Point labels for objects:

START

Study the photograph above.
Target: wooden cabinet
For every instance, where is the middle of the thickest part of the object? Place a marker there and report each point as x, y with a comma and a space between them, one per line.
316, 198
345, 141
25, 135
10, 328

END

◆ **Exercise instructions**: Print every line of the material above again, unchanged.

◆ **Complete output**:
Study the photograph above.
Target: wooden cabinet
For every instance, where is the middle of the thickest part of the object? Place a marker there and report each point as x, y with a comma and a space between them, one per line.
316, 198
345, 141
25, 135
10, 328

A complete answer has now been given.